═══ Material for this task

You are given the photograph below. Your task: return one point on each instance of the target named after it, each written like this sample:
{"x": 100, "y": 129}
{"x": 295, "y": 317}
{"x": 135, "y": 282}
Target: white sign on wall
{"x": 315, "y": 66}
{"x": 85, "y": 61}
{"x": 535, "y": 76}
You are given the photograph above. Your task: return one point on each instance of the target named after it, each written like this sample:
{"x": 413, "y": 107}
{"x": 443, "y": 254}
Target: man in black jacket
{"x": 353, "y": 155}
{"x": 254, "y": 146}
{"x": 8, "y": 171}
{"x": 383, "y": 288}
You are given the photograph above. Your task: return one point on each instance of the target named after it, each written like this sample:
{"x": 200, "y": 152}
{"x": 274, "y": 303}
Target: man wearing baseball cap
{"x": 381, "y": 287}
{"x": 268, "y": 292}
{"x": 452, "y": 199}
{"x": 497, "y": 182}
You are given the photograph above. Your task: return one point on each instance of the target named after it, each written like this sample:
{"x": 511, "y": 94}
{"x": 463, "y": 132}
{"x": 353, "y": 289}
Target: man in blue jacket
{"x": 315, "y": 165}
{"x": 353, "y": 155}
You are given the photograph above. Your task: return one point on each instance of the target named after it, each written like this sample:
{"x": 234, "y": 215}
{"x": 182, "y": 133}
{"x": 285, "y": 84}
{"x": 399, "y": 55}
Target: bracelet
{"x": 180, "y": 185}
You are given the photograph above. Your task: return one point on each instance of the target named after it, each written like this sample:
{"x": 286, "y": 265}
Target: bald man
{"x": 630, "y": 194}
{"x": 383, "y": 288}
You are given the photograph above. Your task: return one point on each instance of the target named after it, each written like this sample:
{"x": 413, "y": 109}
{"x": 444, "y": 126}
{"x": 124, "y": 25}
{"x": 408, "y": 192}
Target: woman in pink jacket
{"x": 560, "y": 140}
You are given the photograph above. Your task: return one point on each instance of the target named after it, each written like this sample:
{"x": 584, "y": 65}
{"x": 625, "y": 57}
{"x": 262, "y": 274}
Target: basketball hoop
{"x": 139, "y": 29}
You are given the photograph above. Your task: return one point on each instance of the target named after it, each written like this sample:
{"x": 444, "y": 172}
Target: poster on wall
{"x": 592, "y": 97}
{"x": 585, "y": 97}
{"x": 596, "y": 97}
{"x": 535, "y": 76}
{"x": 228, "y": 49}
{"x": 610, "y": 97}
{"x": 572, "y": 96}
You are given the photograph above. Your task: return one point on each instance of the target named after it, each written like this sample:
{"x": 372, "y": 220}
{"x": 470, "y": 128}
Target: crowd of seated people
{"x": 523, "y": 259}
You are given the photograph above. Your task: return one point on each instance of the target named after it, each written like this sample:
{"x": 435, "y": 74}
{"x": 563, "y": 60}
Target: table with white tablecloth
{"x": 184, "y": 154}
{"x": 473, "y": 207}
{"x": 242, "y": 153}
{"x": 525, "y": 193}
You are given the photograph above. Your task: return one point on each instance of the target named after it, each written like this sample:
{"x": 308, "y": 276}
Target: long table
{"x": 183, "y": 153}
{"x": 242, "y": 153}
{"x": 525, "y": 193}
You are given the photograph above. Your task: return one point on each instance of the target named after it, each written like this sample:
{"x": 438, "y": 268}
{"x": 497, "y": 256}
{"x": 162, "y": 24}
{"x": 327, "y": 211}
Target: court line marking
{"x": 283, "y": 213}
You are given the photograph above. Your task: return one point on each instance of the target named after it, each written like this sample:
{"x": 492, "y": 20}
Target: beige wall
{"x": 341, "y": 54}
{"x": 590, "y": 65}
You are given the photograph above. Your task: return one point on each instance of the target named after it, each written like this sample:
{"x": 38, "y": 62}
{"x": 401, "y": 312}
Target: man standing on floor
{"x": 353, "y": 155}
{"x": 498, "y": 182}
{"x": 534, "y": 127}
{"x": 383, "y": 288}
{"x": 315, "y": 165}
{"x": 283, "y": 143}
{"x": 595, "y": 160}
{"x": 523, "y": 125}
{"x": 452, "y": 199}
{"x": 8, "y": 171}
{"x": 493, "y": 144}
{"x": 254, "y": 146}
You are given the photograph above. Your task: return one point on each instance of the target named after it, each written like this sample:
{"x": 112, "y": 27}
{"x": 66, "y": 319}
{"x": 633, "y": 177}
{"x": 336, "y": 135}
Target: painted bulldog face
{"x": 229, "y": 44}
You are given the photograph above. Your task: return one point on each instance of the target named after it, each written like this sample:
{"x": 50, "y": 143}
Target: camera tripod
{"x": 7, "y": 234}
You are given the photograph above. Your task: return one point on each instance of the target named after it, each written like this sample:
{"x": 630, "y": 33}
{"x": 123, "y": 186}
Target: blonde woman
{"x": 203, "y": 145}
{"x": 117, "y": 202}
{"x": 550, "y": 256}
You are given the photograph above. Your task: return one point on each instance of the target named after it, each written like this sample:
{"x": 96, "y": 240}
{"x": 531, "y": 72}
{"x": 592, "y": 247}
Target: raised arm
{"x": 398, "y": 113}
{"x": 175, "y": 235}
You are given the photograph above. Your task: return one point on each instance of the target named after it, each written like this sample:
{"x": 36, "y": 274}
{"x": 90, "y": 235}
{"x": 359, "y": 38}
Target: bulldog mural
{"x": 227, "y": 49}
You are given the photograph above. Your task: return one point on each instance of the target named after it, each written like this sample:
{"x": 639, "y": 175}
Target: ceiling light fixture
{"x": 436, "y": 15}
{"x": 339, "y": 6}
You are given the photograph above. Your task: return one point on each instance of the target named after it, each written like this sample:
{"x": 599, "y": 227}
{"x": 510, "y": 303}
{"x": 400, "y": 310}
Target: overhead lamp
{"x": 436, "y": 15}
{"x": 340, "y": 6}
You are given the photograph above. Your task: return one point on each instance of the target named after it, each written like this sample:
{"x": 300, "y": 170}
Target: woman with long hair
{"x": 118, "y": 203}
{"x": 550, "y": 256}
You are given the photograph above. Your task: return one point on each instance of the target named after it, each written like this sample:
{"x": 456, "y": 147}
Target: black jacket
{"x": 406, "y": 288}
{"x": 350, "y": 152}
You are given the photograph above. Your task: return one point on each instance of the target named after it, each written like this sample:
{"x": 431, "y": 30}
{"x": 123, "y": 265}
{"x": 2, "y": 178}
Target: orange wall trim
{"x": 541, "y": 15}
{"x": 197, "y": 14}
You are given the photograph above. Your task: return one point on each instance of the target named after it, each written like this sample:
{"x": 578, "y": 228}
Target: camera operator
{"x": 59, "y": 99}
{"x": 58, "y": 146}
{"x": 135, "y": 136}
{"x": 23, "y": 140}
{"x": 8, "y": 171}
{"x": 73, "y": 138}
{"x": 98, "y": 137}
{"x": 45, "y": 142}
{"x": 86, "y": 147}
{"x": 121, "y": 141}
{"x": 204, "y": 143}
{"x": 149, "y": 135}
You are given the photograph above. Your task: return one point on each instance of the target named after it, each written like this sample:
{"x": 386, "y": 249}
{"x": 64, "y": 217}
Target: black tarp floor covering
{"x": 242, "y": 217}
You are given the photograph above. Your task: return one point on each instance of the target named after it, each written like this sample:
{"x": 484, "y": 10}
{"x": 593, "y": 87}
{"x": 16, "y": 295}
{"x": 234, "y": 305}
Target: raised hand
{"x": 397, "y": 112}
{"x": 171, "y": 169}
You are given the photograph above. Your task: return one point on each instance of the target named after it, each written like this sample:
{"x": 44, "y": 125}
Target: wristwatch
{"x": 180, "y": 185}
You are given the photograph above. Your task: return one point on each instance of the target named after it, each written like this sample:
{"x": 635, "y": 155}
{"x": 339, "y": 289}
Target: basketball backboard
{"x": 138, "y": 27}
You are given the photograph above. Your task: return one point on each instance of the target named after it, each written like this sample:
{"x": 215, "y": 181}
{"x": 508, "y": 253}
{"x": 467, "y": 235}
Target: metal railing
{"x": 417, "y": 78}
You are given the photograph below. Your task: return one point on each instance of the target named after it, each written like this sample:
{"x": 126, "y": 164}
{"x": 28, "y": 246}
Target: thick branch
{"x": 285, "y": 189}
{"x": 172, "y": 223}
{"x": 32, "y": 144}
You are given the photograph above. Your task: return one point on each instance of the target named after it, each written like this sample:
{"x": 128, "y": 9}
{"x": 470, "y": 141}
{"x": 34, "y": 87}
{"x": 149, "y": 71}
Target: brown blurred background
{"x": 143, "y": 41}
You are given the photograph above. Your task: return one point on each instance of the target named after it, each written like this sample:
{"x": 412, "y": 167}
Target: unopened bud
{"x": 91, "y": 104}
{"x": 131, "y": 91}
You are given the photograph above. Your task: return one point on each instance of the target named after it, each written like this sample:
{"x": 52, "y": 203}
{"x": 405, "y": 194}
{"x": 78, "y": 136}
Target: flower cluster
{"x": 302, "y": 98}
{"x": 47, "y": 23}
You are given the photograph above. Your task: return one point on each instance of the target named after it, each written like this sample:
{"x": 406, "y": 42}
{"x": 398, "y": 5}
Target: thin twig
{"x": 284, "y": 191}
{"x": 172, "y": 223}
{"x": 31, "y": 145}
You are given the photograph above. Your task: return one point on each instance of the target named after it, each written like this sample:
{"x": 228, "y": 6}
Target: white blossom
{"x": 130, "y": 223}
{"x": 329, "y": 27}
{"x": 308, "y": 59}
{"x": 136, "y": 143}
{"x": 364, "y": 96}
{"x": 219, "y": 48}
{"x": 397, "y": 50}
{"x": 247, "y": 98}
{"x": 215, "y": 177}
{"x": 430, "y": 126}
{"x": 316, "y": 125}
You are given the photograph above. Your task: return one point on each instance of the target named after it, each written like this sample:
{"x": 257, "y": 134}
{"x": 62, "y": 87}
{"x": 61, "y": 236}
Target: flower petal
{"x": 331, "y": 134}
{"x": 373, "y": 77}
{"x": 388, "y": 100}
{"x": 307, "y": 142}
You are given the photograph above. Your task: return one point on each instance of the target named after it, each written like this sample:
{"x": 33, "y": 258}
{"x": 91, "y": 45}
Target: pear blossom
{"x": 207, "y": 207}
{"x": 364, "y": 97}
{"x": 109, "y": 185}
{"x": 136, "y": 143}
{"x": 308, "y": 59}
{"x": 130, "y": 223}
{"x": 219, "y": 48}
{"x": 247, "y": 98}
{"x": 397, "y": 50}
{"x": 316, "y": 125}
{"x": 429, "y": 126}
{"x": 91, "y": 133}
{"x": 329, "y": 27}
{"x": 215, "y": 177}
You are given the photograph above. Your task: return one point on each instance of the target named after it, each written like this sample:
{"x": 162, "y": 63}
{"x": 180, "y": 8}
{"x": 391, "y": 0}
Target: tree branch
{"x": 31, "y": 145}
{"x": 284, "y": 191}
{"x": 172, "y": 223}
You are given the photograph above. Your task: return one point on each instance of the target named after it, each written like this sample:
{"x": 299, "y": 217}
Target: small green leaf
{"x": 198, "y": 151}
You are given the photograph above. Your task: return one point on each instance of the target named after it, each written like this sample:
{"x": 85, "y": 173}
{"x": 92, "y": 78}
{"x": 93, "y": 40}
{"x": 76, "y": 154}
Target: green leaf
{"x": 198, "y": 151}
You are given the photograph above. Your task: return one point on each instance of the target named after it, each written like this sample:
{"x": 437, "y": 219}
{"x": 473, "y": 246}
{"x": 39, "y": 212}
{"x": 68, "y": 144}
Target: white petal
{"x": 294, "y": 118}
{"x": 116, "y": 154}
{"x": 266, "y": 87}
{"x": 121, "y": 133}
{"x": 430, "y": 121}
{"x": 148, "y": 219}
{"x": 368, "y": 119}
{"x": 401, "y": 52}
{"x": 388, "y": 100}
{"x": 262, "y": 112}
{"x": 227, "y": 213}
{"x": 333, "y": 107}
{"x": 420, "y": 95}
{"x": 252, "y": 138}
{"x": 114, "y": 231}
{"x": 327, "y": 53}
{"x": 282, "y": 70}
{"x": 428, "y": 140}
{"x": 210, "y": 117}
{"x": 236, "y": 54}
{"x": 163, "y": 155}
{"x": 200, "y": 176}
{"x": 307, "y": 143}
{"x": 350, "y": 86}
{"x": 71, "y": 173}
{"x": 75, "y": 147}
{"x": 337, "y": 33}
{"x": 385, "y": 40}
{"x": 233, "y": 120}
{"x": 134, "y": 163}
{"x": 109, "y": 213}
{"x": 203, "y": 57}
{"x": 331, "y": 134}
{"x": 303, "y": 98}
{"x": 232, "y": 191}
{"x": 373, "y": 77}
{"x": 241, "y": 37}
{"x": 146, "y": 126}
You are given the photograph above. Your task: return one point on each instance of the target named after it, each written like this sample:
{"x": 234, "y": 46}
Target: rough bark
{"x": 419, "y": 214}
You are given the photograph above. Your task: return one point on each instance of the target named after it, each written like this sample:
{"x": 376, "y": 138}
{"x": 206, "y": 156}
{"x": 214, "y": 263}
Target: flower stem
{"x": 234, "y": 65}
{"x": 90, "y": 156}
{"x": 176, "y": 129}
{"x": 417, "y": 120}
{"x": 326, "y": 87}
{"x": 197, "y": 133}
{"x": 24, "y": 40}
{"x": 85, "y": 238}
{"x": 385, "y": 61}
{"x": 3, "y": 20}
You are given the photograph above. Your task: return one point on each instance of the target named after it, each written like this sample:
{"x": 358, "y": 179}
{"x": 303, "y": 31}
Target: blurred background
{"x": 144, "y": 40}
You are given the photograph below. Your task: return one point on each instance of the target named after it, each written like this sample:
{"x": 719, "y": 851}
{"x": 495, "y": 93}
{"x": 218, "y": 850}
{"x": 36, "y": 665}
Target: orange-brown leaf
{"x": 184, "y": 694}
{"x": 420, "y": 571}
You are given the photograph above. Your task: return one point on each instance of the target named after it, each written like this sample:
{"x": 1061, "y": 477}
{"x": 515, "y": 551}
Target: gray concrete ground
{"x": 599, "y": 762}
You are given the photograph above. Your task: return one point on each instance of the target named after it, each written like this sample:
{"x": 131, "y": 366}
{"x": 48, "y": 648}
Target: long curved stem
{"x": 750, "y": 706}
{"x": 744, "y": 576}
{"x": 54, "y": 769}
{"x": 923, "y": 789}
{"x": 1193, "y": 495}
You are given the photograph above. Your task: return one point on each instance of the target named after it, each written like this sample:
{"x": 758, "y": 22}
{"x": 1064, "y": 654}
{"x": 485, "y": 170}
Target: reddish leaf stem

══════

● **What you need to do**
Return every line of the listing above that contains the word "leaf", copying each line unchanged.

● **Result**
Target: small green leaf
Target: green leaf
Target: orange-brown leaf
Target: reddish leaf stem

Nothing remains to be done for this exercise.